▸ **Selected extract**:
About

A simple browser tool for a hard moment.

Panic Reset was made by Isaac Moshe as a small charity project: a free, no-signup moving-dot exercise that opens quickly and asks very little of someone who may already feel overloaded.

Why it exists

Panic can make attention feel trapped inside the body: racing heartbeat, tight breathing, tunnel vision, shaky hands, or a sudden sense that something terrible is about to happen. Panic Reset gives the eyes one clear, predictable thing to follow. The goal is not to diagnose, treat, or cure anything. The goal is to provide a plain visual anchor that may help someone slow down, orient to the present, and get through the next minute.

The site is intentionally minimal. There is no account, no feed, no streak, and no pressure to keep using it. You can open the page, follow the dot, adjust the speed or size, and leave. The controls are built around short use: pause, center, fullscreen, speed, size, and span.

What Panic Reset is not

Panic Reset is not therapy, medical advice, EMDR, crisis counseling, or a substitute for care from a licensed professional. EMDR is a structured psychotherapy delivered by trained clinicians. This website is only a self-guided visual tracking tool inspired by the general idea that steady bilateral visual attention can feel organizing for some people.

The tool has not been clinically tested as a standalone intervention. People respond differently to visual motion. If the dot increases distress, dizziness, nausea, dissociation, headache, eye strain, or a sense of unreality, stop using it and switch to a gentler grounding method.

Design principles

Fast access

No login, onboarding, or questionnaire should stand between a person and the exercise.

Low claims

The site avoids promising medical outcomes. It presents one grounding option, not a treatment plan.

Local control

Custom images are handled in the browser so a user can personalize the dot without uploading an image to a Panic Reset server.

If you may harm yourself or someone else, or if you are in immediate danger, call emergency services now. In the United States and Canada, call or text 988 for the Suicide & Crisis Lifeline. Outside those areas, use your local emergency or crisis number.

▸ **Record excerpts**:

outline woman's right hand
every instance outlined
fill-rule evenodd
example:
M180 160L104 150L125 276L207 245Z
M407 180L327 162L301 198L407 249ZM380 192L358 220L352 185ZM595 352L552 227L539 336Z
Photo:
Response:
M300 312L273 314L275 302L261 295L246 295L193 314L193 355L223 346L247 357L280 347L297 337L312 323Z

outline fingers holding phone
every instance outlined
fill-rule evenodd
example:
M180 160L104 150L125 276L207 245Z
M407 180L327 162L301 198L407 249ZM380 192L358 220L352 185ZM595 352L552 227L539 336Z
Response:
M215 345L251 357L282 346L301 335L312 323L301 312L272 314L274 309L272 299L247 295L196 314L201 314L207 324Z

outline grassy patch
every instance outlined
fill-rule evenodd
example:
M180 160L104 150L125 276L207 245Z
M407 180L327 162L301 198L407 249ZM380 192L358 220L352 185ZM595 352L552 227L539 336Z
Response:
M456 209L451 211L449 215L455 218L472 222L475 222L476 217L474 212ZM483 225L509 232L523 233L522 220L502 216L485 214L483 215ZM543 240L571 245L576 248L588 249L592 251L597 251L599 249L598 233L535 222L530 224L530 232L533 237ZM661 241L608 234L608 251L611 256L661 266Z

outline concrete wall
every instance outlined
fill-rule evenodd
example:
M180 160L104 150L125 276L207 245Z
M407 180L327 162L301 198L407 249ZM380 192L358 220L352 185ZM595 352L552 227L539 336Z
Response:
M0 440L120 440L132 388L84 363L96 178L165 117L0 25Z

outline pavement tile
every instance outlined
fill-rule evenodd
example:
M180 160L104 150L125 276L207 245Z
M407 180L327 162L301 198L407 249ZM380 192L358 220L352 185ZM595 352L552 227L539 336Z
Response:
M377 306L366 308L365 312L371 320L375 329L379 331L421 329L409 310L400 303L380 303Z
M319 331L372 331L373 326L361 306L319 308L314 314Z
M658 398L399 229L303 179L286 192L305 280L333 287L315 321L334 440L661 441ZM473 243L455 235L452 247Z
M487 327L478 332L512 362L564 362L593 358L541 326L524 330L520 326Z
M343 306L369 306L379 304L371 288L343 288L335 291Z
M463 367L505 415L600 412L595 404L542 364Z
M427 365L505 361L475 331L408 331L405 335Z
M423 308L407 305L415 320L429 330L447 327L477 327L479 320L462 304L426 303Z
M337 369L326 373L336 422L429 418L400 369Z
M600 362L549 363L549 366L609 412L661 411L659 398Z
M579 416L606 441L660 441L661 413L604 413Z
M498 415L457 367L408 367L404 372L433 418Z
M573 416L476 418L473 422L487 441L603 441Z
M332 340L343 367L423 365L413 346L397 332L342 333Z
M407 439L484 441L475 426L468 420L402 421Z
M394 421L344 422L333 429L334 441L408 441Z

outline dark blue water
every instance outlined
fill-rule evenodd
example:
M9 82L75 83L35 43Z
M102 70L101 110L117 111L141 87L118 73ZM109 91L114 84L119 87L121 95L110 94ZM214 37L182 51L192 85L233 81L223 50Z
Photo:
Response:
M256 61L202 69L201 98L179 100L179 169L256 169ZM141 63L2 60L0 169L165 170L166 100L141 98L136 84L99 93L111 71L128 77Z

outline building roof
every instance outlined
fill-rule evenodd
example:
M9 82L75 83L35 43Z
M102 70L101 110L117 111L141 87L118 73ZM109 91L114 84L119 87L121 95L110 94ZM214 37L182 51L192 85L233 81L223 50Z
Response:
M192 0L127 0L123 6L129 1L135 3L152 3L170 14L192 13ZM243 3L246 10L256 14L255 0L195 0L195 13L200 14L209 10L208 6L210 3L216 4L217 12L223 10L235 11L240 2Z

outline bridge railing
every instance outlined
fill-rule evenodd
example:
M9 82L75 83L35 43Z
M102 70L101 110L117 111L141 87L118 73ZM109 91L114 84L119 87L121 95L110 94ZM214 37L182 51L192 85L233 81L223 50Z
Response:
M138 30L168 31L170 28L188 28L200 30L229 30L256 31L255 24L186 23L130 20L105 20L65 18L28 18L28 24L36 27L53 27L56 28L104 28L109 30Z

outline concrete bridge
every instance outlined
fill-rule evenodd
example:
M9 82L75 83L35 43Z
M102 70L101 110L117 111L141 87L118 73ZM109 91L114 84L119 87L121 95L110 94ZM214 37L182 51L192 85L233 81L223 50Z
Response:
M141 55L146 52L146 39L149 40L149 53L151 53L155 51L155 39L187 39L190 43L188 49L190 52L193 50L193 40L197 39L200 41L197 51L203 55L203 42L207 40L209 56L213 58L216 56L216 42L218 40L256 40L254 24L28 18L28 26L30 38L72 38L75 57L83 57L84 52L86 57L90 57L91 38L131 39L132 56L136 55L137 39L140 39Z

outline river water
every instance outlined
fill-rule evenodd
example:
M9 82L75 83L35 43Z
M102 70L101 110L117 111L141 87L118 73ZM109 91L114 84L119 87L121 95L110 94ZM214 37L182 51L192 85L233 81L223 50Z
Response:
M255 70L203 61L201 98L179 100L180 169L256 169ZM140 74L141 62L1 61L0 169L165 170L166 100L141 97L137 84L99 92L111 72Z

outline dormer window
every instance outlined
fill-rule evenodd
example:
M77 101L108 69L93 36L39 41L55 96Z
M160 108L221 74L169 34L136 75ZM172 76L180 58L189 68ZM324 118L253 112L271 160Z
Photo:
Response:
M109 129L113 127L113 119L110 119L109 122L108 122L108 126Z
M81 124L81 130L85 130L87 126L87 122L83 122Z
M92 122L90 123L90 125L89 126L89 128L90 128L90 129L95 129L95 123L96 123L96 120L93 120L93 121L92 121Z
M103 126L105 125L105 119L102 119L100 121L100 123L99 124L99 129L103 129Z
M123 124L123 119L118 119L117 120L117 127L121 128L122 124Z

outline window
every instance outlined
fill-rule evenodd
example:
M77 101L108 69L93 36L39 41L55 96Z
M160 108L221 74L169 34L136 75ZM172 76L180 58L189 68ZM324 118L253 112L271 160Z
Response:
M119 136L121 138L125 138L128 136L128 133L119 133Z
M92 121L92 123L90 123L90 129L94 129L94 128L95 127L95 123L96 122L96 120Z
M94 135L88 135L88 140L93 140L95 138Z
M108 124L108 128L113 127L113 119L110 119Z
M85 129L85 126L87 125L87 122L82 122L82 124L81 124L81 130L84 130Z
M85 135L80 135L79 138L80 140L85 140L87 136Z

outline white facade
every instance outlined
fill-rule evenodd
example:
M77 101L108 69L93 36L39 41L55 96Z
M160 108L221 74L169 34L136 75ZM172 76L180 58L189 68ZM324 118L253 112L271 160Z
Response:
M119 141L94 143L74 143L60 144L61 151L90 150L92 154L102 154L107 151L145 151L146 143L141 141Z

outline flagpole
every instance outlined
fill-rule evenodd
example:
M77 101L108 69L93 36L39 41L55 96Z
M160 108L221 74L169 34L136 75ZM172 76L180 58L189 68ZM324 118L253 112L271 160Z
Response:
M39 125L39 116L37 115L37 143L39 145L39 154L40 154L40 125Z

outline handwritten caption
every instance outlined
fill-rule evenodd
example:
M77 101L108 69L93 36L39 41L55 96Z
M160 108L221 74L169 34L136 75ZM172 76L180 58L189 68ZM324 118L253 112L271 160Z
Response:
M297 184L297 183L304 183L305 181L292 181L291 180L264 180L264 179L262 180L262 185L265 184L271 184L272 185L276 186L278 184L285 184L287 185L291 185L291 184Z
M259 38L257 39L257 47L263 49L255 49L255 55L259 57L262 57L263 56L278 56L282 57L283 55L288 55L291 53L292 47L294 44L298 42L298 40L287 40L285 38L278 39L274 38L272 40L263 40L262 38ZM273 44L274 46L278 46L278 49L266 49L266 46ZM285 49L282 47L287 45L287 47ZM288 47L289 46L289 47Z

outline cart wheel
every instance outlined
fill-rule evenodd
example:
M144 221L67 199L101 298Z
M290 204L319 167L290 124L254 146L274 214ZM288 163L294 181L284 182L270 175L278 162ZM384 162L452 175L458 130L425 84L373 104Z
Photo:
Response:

▸ **Task list**:
a) According to the About page above, which controls are built around short use?
b) Please set down, word for word, the part of the About page that opens with the words containing "A simple browser" and closes with "already feel overloaded.".

▸ **Task responses**:
a) Pause, center, fullscreen, speed, size, and span.

b)
A simple browser tool for a hard moment.

Panic Reset was made by Isaac Moshe as a small charity project: a free, no-signup moving-dot exercise that opens quickly and asks very little of someone who may already feel overloaded.